■ Aim of the task
Please show each line of the listing where "wooden" is present.

********

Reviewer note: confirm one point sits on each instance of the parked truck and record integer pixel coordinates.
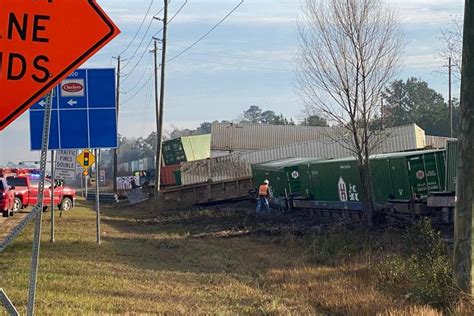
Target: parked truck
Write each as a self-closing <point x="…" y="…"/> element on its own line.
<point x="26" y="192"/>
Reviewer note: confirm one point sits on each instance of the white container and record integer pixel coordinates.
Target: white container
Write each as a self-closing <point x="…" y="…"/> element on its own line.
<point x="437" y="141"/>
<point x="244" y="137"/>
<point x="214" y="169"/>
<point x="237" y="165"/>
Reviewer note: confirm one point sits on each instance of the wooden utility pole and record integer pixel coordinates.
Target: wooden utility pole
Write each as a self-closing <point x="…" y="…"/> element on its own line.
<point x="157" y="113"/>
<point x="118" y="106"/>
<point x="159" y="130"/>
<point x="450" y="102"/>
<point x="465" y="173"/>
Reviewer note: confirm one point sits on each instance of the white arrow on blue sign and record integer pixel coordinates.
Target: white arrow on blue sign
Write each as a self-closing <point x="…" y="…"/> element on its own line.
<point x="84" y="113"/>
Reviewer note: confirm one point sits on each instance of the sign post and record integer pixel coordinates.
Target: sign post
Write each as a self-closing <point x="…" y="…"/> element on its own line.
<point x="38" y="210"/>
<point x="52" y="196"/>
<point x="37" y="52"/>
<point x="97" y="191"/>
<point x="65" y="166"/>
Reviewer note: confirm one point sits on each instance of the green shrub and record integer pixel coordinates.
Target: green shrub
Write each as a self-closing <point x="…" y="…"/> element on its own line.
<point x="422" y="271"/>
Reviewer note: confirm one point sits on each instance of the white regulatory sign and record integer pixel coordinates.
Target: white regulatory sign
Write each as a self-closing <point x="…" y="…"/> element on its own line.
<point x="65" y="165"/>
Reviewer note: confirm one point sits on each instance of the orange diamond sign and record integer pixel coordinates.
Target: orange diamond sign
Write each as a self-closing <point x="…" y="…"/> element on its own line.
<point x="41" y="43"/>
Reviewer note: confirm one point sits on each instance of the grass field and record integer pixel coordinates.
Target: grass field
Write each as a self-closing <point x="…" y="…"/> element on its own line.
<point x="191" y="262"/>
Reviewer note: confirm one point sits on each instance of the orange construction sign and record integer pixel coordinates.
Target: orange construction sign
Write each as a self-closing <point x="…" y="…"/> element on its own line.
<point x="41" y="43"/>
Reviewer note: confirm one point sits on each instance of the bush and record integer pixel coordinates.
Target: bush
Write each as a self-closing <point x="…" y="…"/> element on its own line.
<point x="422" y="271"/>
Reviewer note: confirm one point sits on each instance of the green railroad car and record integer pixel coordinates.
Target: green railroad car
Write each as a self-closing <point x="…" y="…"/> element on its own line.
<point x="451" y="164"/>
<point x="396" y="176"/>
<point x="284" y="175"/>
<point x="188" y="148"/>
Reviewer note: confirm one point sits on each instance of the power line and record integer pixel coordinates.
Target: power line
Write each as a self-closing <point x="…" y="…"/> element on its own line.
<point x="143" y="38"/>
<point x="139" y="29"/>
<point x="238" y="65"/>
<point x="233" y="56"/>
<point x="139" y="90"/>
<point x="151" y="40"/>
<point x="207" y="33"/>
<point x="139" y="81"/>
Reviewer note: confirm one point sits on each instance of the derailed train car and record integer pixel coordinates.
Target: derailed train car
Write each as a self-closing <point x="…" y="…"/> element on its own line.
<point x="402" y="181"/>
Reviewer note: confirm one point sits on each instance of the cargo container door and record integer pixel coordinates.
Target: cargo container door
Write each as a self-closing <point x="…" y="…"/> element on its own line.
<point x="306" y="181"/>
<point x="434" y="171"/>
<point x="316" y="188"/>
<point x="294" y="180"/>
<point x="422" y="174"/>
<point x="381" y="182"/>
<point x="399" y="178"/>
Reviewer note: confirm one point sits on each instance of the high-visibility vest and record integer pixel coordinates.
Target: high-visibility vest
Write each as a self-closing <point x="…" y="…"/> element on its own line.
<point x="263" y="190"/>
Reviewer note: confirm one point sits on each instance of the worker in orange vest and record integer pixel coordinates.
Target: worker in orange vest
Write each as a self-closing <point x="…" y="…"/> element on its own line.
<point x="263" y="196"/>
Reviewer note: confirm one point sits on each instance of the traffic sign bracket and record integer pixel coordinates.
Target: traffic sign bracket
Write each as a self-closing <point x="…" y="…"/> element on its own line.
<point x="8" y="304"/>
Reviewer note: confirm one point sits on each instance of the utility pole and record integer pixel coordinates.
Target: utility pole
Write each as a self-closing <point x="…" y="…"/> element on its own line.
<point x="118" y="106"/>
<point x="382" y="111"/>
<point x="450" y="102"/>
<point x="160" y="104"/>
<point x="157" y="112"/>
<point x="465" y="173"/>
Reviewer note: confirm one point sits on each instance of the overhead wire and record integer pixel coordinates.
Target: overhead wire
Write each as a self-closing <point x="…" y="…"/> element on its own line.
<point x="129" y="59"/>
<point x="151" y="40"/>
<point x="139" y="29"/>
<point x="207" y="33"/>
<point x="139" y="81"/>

********

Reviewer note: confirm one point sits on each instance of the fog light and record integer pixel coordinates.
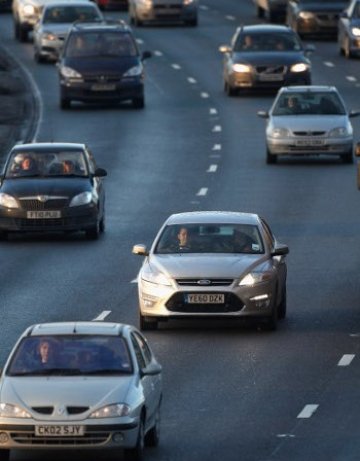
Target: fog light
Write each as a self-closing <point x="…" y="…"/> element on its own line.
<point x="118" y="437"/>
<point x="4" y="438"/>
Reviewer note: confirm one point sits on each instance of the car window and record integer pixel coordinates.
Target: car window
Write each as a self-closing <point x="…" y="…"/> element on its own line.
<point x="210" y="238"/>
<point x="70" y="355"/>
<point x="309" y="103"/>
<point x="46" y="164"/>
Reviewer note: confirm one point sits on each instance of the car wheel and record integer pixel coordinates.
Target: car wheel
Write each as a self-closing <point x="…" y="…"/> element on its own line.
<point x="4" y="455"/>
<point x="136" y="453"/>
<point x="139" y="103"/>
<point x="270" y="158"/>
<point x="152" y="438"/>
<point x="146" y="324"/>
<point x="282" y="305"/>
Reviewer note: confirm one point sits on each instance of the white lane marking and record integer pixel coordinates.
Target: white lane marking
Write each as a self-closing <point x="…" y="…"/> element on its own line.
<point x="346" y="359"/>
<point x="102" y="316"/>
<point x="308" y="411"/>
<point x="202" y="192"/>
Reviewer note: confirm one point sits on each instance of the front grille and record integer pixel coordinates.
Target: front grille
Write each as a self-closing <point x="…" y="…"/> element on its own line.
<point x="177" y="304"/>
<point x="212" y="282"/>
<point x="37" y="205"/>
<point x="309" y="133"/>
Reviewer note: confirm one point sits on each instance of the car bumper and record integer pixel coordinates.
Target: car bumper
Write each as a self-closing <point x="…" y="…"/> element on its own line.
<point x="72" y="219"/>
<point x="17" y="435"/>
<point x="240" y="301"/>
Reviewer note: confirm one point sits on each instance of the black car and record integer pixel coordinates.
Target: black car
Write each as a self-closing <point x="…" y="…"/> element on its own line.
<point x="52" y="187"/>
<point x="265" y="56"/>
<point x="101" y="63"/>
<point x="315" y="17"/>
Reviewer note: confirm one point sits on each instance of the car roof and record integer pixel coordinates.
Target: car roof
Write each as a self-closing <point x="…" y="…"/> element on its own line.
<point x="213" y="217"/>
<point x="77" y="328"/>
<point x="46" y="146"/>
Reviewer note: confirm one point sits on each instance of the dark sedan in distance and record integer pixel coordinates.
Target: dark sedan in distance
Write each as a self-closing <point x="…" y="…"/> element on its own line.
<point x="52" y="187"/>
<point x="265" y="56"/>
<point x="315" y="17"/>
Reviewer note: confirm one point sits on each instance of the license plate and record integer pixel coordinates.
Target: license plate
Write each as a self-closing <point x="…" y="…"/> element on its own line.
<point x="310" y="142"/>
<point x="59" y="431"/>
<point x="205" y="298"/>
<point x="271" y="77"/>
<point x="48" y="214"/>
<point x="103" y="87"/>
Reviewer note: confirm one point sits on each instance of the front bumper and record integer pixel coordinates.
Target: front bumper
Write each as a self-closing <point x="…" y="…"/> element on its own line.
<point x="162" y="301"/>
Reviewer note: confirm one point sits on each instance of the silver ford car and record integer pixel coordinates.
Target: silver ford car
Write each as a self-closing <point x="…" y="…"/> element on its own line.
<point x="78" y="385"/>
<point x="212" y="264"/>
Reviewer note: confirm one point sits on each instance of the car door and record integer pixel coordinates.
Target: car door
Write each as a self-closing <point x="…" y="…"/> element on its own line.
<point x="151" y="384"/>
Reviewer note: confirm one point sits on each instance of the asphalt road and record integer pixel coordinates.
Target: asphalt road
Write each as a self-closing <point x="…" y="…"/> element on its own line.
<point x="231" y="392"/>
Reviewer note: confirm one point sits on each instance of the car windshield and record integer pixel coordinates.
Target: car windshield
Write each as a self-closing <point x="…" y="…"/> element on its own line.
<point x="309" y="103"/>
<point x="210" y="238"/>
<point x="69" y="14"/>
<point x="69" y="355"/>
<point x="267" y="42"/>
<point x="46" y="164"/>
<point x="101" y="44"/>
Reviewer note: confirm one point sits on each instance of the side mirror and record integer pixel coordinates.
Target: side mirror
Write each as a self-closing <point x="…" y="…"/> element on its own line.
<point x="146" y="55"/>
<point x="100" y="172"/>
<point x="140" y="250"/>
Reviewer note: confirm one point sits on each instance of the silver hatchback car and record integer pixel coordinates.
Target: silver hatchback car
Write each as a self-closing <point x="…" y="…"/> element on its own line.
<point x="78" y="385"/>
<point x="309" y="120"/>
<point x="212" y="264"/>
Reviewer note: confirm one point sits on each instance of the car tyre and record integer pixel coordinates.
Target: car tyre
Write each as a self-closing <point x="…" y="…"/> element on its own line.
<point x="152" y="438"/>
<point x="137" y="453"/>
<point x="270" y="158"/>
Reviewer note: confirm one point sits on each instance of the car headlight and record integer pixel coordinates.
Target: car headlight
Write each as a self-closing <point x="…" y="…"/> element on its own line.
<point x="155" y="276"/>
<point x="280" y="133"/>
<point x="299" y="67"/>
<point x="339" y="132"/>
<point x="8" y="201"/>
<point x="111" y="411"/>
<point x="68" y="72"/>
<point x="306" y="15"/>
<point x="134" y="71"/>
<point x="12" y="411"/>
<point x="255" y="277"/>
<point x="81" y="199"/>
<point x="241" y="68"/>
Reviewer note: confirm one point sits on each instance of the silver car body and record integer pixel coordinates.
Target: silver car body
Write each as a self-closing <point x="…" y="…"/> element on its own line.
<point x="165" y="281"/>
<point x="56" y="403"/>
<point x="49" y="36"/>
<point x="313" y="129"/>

********

■ Exercise response
Reviewer note: confirm one point sits on each instance of the wooden utility pole and record integer pixel coordinates.
Target: wooden utility pole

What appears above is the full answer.